Może być garaż. Ja osobiście jestem zwolennikiem, aby garaż był w
garażu, a nie w domu mieszkalnym ;)
Od czasu akcji (w której brałem udział) wyciągania płonącego samochodu z
garażu u jednego gościa, gdzie nie udało mu się go ugasić kilkoma
wiadrami wody i kilkoma gaśnicami samochodowymi, wolę nie mieć w domu
samochodu.
A rozbierać się z ciuchów roboczych wolę w domu, niż gnać w slipach
przez podwórko, zwłaszcza przy 20 stopniowym mrozie :)
>
>> Tak więc czy będzie to pomieszczenie techniczne z kotłownią czy bez
>> kotłowni to jeden ch....
>> I tak to dodatkowe pomieszczenie być musi.
>
> Narzędzia można trzymać w garażu lub domku narzędziowym gdzieś na
> działce.
> A na parterze szkoda miejsca na pomieszczenie techniczne. Jak ktoś
> buduje dom z poddaszem użytkowym (a takich jest znaczna większość) i
> garażem w bryle to zwykle na parterze jest ciasno a na piętrze luźno -
> łatwiej tam wygospodarować pomieszczenie na kocioł gazowy i
> rekuperator i kanały wentylacyjne ciągnąć ponad poddaszem (w
> przestrzeni nieużytkowej pod dachem).
>
> No ale to już na początku trzeba wiedzieć że się chce kocioł na gaz i
> rekuperator a nie zorientować się pod koniec budowy.
Dlatego udzielanie takich rad, komuś kto pyta co wybrać, nie pisząc jaki
dom, jakie warunki i jakie są oczekiwania jest bezsensowne, a tym
bardziej uogólnianie i twierdzenie, że gaz jest tańszy od ekogroszku.
-
15. Data: 2014-04-23 16:52:06
Temat: Re: gaz czy ekogroszek ?????
————————
### [POLECENIE 1]
Wybierz z wykazu wszystkie wiersze, w których występuje słowo „blind”. Wielkość liter ma znaczenie.
Tekst i wykaz pochodzą z dwóch różnych źródeł.

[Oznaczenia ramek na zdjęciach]
————————
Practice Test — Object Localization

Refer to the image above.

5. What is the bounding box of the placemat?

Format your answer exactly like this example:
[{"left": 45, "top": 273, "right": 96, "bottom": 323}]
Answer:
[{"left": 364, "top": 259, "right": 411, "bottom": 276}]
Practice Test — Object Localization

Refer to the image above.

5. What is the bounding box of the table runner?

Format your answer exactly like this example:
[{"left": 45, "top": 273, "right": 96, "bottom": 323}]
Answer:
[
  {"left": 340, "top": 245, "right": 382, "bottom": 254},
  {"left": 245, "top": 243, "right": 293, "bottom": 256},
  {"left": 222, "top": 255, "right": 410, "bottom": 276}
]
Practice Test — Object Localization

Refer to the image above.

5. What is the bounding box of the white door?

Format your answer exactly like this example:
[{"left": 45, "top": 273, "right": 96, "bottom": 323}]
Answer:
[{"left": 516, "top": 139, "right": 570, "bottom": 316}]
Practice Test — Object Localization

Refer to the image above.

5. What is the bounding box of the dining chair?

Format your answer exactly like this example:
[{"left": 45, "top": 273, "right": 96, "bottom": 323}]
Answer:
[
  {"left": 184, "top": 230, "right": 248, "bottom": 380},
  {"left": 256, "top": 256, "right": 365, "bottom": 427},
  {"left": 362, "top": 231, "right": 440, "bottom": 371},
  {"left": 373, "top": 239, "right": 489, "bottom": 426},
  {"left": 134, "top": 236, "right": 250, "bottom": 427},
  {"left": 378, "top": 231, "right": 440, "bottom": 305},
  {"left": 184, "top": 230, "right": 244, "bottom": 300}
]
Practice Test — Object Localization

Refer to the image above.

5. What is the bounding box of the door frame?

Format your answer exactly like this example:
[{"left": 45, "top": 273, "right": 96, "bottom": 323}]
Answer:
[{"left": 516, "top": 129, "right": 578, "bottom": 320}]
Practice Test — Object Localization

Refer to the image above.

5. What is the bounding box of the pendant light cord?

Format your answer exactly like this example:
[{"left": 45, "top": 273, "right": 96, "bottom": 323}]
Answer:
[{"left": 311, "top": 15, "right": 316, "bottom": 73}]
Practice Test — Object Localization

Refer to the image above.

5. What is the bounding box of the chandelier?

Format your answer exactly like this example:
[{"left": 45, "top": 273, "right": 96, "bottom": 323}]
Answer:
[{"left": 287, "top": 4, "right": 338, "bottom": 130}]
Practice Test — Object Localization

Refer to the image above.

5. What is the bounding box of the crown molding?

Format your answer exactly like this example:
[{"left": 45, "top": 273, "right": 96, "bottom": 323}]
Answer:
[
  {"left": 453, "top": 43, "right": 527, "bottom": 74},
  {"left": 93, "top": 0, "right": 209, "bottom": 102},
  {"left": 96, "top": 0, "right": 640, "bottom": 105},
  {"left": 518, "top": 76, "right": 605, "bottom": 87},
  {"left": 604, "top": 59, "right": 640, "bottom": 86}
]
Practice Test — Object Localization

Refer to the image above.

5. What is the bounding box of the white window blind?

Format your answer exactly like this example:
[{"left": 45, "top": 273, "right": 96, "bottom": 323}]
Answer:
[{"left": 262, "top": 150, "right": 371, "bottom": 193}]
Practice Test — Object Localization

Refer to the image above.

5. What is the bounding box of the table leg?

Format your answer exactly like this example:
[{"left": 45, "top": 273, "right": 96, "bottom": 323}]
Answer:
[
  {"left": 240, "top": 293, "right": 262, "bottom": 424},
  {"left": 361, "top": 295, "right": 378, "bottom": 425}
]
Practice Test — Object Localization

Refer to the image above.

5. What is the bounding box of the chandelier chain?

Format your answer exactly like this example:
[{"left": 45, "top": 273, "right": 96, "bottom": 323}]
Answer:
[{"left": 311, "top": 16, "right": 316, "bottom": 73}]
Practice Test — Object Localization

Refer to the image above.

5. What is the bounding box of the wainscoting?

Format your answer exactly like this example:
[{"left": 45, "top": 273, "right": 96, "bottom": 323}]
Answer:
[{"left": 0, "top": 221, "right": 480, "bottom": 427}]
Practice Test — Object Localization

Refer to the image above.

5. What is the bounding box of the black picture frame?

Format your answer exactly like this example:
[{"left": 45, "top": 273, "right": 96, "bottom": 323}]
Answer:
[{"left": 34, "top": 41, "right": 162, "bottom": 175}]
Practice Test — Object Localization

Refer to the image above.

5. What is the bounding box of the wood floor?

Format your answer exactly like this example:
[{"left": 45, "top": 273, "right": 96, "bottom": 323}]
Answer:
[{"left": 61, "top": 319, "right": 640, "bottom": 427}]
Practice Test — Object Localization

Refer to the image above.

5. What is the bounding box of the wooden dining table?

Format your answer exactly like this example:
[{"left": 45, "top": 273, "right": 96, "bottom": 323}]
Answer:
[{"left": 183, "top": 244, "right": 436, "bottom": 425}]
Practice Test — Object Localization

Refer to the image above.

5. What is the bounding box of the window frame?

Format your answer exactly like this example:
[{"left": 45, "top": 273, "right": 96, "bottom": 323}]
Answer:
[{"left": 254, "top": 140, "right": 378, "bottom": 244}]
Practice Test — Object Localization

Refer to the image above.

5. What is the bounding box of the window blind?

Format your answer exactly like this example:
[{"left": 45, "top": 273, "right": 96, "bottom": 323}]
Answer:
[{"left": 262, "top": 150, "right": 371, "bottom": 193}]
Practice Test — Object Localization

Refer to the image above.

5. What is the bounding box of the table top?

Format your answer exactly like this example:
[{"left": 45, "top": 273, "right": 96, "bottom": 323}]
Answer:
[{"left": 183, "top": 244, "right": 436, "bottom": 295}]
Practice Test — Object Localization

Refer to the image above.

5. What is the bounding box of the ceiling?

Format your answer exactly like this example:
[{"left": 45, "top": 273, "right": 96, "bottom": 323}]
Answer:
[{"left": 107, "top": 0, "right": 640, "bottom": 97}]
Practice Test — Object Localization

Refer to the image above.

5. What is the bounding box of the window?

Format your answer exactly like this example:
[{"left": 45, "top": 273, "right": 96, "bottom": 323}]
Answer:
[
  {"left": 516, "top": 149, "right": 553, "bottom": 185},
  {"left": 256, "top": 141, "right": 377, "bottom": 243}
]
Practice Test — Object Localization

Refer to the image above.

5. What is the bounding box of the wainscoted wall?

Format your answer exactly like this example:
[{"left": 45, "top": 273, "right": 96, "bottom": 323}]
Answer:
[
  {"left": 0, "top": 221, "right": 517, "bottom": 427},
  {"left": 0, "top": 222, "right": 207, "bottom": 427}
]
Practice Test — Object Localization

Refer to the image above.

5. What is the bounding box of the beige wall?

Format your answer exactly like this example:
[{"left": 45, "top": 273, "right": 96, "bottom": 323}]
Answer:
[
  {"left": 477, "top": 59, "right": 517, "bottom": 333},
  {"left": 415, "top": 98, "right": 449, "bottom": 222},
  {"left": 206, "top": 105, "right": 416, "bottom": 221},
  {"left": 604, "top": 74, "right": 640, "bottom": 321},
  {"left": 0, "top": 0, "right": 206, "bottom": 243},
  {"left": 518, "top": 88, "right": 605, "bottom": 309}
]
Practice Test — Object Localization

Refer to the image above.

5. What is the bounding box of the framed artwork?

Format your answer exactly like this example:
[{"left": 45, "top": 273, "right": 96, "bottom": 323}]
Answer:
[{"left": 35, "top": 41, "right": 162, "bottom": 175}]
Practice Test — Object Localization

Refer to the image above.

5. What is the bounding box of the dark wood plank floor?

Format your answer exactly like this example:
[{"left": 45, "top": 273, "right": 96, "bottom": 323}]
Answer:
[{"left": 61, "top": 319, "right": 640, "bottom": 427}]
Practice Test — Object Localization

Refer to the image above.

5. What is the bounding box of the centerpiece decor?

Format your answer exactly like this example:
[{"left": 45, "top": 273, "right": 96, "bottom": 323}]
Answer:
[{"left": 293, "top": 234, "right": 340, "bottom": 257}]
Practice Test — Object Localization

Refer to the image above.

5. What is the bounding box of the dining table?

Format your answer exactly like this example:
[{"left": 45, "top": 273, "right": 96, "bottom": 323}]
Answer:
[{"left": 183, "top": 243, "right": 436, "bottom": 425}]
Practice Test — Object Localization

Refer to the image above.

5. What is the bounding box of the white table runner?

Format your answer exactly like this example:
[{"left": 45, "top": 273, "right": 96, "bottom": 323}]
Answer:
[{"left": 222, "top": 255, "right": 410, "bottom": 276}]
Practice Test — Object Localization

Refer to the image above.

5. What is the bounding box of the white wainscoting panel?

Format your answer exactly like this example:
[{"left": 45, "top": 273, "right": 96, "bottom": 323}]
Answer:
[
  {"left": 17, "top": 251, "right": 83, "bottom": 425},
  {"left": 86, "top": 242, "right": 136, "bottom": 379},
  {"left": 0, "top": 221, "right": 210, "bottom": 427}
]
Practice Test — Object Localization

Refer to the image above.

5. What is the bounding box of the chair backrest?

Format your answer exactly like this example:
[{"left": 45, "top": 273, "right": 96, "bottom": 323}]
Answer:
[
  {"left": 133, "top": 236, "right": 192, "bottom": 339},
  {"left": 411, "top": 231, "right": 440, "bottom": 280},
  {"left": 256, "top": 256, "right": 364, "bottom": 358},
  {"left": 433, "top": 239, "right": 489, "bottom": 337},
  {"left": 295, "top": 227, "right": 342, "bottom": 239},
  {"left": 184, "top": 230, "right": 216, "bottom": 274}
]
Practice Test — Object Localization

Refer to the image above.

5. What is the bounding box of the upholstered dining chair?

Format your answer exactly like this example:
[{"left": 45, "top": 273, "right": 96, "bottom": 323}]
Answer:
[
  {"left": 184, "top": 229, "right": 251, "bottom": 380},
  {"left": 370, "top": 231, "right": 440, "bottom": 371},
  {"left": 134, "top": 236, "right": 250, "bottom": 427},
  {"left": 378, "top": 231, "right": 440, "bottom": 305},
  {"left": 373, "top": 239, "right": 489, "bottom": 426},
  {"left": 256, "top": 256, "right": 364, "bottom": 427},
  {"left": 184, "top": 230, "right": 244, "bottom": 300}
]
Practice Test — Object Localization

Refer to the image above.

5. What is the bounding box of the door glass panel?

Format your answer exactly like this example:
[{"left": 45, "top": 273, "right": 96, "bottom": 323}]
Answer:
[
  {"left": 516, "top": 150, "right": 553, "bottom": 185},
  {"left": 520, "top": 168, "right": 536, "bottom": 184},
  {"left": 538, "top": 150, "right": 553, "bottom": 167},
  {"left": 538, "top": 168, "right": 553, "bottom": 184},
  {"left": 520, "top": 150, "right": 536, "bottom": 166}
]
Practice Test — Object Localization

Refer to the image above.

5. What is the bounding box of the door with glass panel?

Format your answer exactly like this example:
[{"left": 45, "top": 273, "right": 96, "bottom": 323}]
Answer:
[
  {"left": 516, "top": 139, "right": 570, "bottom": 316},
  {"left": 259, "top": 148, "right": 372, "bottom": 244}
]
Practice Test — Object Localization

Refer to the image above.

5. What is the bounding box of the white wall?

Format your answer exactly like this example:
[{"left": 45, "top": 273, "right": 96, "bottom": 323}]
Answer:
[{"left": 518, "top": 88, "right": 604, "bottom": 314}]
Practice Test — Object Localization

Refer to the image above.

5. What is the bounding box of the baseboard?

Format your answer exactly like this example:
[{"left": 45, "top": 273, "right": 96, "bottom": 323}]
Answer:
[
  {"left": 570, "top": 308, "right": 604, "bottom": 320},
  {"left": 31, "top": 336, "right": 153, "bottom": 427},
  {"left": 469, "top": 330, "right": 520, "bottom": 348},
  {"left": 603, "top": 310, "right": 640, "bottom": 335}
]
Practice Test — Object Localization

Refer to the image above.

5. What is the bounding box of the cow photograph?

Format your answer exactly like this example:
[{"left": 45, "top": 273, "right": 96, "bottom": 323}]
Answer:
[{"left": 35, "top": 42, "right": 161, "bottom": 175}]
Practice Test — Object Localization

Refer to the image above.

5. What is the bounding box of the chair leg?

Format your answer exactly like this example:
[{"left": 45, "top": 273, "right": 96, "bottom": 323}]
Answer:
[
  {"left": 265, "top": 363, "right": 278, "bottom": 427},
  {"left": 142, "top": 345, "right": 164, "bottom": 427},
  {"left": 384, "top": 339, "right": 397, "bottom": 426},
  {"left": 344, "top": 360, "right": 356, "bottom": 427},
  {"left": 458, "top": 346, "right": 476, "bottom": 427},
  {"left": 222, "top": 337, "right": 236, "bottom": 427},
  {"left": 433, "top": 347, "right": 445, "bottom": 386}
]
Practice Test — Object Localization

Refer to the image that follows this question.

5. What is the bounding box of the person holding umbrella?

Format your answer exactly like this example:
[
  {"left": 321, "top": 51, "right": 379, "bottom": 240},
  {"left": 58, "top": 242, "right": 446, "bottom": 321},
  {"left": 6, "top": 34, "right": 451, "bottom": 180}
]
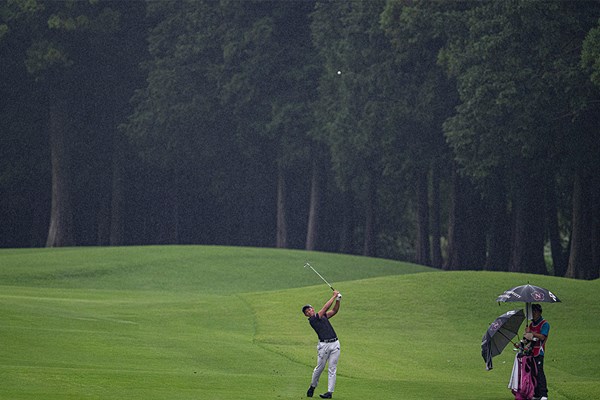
————————
### [POLECENIE 2]
Wymień wszystkie urządzenia i instalacje, które według tekstu łatwiej umieścić na piętrze albo poprowadzić ponad poddaszem.

### [ODPOWIEDŹ 1]
5. What is the bounding box of the white window blind?
5. What is the bounding box of the window blind?

### [ODPOWIEDŹ 2]
- kocioł gazowy
- rekuperator
- kanały wentylacyjne